▶ **AIM OF THE EXERCISE**: Quote the data below word for word, from its start through the line that contains "box: [32, 111, 241, 201]", including that line. Leave out any pictures.

Segmentation mask data:
***

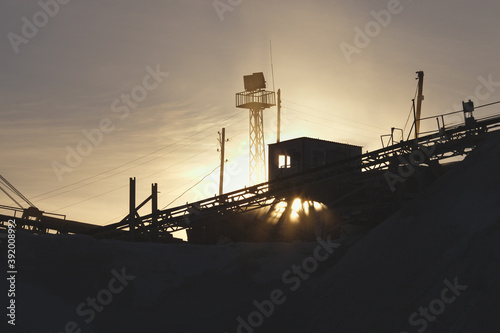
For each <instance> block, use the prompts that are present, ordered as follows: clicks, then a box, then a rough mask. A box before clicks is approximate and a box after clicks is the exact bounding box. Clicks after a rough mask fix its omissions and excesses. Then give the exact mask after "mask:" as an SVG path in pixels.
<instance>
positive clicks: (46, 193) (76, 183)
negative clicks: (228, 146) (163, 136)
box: [32, 111, 241, 201]
mask: <svg viewBox="0 0 500 333" xmlns="http://www.w3.org/2000/svg"><path fill="white" fill-rule="evenodd" d="M239 114H241V111H238V112H237V113H235V114H234V115H232V116H230V117H228V118H226V119H224V120H221V121H219V122H217V123H215V124H213V125H211V126H209V127H207V128H205V129H204V130H202V131H200V132H197V133H194V134H192V135H190V136H188V137H186V138H184V139H182V140H179V141H177V142H174V143H172V144H170V145H167V146H165V147H162V148H160V149H157V150H155V151H153V152H151V153H148V154H146V155H144V156H141V157H138V158H136V159H133V160H131V161H129V162H126V163H124V164H121V165H119V166H117V167H114V168H111V169H109V170H106V171H103V172H100V173H98V174H95V175H93V176H90V177H87V178H84V179H82V180H79V181H77V182H74V183H71V184H68V185H65V186H62V187H60V188H57V189H55V190H51V191H48V192H45V193H42V194H39V195H37V196H34V197H32V199H34V198H39V197H42V196H45V195H46V194H49V193H53V192H57V191H60V190H62V189H64V188H68V187H71V186H74V185H77V184H80V183H83V182H85V181H87V180H90V179H93V178H95V177H98V176H101V175H104V174H106V173H109V172H111V171H114V170H117V169H120V168H122V167H124V166H126V165H129V164H132V163H134V162H136V161H138V160H140V159H143V158H146V157H148V156H151V155H153V154H155V153H157V152H159V151H162V150H164V149H167V148H169V147H172V146H174V145H176V144H179V143H181V142H183V141H185V140H188V139H190V138H192V137H194V136H196V135H198V134H200V133H203V132H206V131H207V130H209V129H210V128H212V127H215V126H217V125H219V124H220V123H222V122H225V121H227V120H229V119H232V118H234V117H236V116H237V115H239ZM207 137H208V136H206V137H203V138H201V139H198V140H196V141H194V142H192V143H190V144H188V145H186V146H183V147H181V148H178V149H175V150H173V151H171V152H168V153H166V154H164V155H161V156H160V157H163V156H166V155H168V154H170V153H173V152H175V151H178V150H180V149H182V148H185V147H187V146H189V145H192V144H194V143H196V142H198V141H201V140H204V139H206V138H207ZM160 157H156V158H153V159H152V160H150V161H148V162H145V163H142V164H139V165H136V166H134V167H132V168H129V169H126V170H123V171H120V172H118V173H116V174H114V175H110V176H108V177H105V178H101V179H99V180H95V181H92V182H90V183H88V184H85V185H83V186H79V187H77V188H74V189H71V190H68V191H64V192H61V193H58V194H55V195H53V196H49V197H46V198H43V199H41V200H39V201H43V200H46V199H49V198H53V197H55V196H58V195H60V194H64V193H68V192H71V191H73V190H76V189H79V188H82V187H85V186H88V185H91V184H94V183H96V182H98V181H100V180H103V179H107V178H110V177H113V176H116V175H119V174H120V173H123V172H124V171H128V170H131V169H133V168H136V167H138V166H141V165H144V164H147V163H150V162H152V161H154V160H156V159H158V158H160Z"/></svg>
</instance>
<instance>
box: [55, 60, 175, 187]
mask: <svg viewBox="0 0 500 333" xmlns="http://www.w3.org/2000/svg"><path fill="white" fill-rule="evenodd" d="M146 72H147V74H146V75H145V76H144V77H143V79H142V84H141V85H136V86H135V87H133V88H132V89H131V90H130V93H128V94H125V93H122V94H121V96H120V97H119V98H116V99H115V100H114V101H113V102H112V103H111V106H110V109H111V112H112V113H114V114H116V115H117V116H118V119H120V120H124V119H126V118H127V117H128V116H129V115H130V112H131V110H135V109H136V108H137V107H138V106H139V103H141V102H142V101H144V100H145V99H146V98H147V97H148V92H150V91H152V90H154V89H156V88H157V87H158V86H159V85H160V84H161V83H162V82H163V80H164V79H165V78H166V77H168V76H169V74H170V73H168V72H162V71H161V69H160V65H159V64H157V65H156V68H155V69H153V68H151V67H150V66H147V67H146ZM115 129H116V125H115V123H114V122H113V120H112V119H111V118H107V117H105V118H102V119H101V120H100V121H99V123H98V124H97V126H96V128H93V129H91V130H87V129H84V130H82V131H81V134H82V135H83V139H81V140H80V141H79V142H78V143H77V144H76V145H75V146H70V145H67V146H66V147H65V150H66V157H65V160H64V162H63V163H61V162H59V161H52V163H51V167H52V170H53V171H54V174H55V175H56V177H57V180H58V181H59V183H61V182H62V181H63V176H64V175H65V174H67V173H71V172H73V170H74V169H75V168H77V167H78V166H80V164H81V163H82V162H83V158H84V157H87V156H89V155H90V154H92V152H93V150H94V147H98V146H100V145H101V144H102V143H103V141H104V136H105V134H110V133H112V132H113V131H114V130H115Z"/></svg>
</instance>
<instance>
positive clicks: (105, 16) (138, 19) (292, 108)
mask: <svg viewBox="0 0 500 333" xmlns="http://www.w3.org/2000/svg"><path fill="white" fill-rule="evenodd" d="M0 6H1V10H0V31H1V39H0V69H1V70H0V153H1V158H0V175H2V176H4V177H5V178H6V179H7V180H9V181H10V182H11V183H12V184H13V185H14V186H15V187H16V188H17V189H18V190H19V191H20V192H22V193H23V194H24V195H25V196H26V197H27V198H28V199H29V200H30V201H32V202H33V203H34V204H35V205H36V206H37V207H38V208H39V209H41V210H43V211H46V212H51V213H59V214H64V215H66V216H67V218H68V219H72V220H79V221H83V222H89V223H95V224H100V225H104V224H108V223H112V222H116V221H118V220H120V219H121V218H123V217H124V216H125V215H127V211H128V185H129V178H130V177H136V179H137V202H141V201H142V200H144V199H145V198H147V197H148V196H149V195H150V192H151V184H152V183H158V187H159V191H160V193H159V207H160V208H163V207H166V206H169V207H172V206H175V205H181V204H184V203H186V202H193V201H196V200H201V199H204V198H207V197H211V196H213V195H214V194H215V193H217V192H218V179H219V174H218V169H217V166H218V165H219V161H220V155H219V153H218V151H217V148H218V141H217V140H218V131H220V130H221V129H222V128H223V127H224V128H226V136H227V138H228V139H229V141H228V142H227V143H226V158H227V159H228V162H227V165H226V173H225V183H224V188H225V190H226V191H230V190H236V189H238V188H241V187H243V186H245V185H248V135H249V133H248V131H249V119H248V118H249V115H248V111H247V110H244V109H238V108H236V106H235V94H236V93H237V92H240V91H243V90H244V87H243V76H244V75H249V74H251V73H253V72H264V75H265V77H266V80H267V89H268V90H277V89H278V88H279V89H281V91H282V100H283V109H282V127H281V138H282V140H286V139H292V138H296V137H302V136H308V137H313V138H321V139H325V140H332V141H337V142H345V143H350V144H355V145H359V146H362V147H363V151H371V150H375V149H378V148H381V142H380V135H384V134H388V133H389V132H390V128H391V127H396V128H404V127H405V123H406V121H407V118H408V115H409V111H410V107H411V100H412V98H414V95H415V89H416V85H417V81H416V80H415V78H416V74H415V72H416V71H424V73H425V77H424V96H425V100H424V101H423V106H422V117H430V116H435V115H439V114H443V113H447V112H451V111H457V110H461V102H462V101H464V100H468V99H472V100H473V101H474V102H475V104H476V106H479V105H485V104H488V103H492V102H496V101H499V100H500V72H499V69H500V57H499V56H498V55H499V52H500V45H499V44H500V40H499V38H498V31H499V30H500V22H499V21H498V13H499V12H500V3H498V2H496V1H493V0H485V1H481V2H472V1H465V0H453V1H452V0H443V1H430V0H421V1H416V0H413V1H412V0H401V1H396V0H390V1H386V0H376V1H368V0H365V1H349V2H346V1H326V0H325V1H320V0H313V1H307V2H305V1H284V0H281V1H257V0H256V1H249V0H239V1H238V0H216V1H201V0H188V1H186V0H184V1H156V0H150V1H132V0H124V1H109V0H100V1H97V0H94V1H85V2H84V1H77V0H71V1H68V0H58V1H56V0H41V1H15V2H14V1H13V2H3V3H2V4H1V5H0ZM271 49H272V56H271ZM271 59H272V61H271ZM273 74H274V76H273ZM499 112H500V110H499V108H498V107H495V106H492V107H485V108H481V109H478V110H477V112H476V117H478V118H481V117H485V116H488V115H491V114H495V113H499ZM462 120H463V119H462V118H461V116H460V115H452V116H448V117H446V123H447V124H448V125H452V124H456V123H458V122H460V121H462ZM410 123H411V121H410ZM409 126H410V125H407V126H406V131H405V136H406V135H407V134H408V129H409ZM421 126H422V130H423V131H426V130H433V129H436V126H437V125H436V121H435V120H434V119H431V120H429V121H425V122H423V123H422V125H421ZM264 130H265V140H266V144H269V143H273V142H275V141H276V132H277V128H276V108H271V109H267V110H265V111H264ZM212 171H213V172H212ZM0 205H11V206H14V205H15V204H14V203H13V202H12V201H11V200H10V199H9V198H8V197H6V196H0ZM141 212H143V214H147V213H149V211H148V208H145V209H144V211H141Z"/></svg>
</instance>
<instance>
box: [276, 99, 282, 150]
mask: <svg viewBox="0 0 500 333" xmlns="http://www.w3.org/2000/svg"><path fill="white" fill-rule="evenodd" d="M280 132H281V89H278V134H277V138H276V142H280Z"/></svg>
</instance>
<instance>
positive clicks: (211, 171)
mask: <svg viewBox="0 0 500 333" xmlns="http://www.w3.org/2000/svg"><path fill="white" fill-rule="evenodd" d="M218 168H220V165H218V166H217V167H216V168H215V169H213V170H212V171H210V173H209V174H207V175H205V176H204V177H203V178H202V179H200V180H199V181H198V182H197V183H196V184H194V185H193V186H191V187H190V188H188V189H187V190H185V191H184V192H182V194H181V195H179V196H178V197H177V198H175V199H174V200H172V201H171V202H170V203H169V204H168V205H166V206H165V207H163V208H162V209H165V208H167V207H168V206H170V205H171V204H173V203H174V202H175V201H177V200H178V199H179V198H181V197H182V196H183V195H184V194H186V193H187V192H189V191H191V190H192V189H193V188H195V187H196V186H197V185H198V184H199V183H201V182H202V181H204V180H205V178H207V177H208V176H210V175H211V174H212V173H214V172H215V170H217V169H218Z"/></svg>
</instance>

***

▶ **EXPECTED ANSWER**:
For each <instance> block, use the prompts that are present, ordered as follows: clicks, then a box, then a rough mask. A box before clicks is approximate and a box after clicks is the exact bounding box. Clicks after a rough mask fix its omissions and excesses. Then give the exact mask after "mask:" as an SVG path in pixels.
<instance>
positive clicks: (46, 193) (76, 183)
negative clicks: (228, 146) (163, 136)
box: [32, 111, 241, 201]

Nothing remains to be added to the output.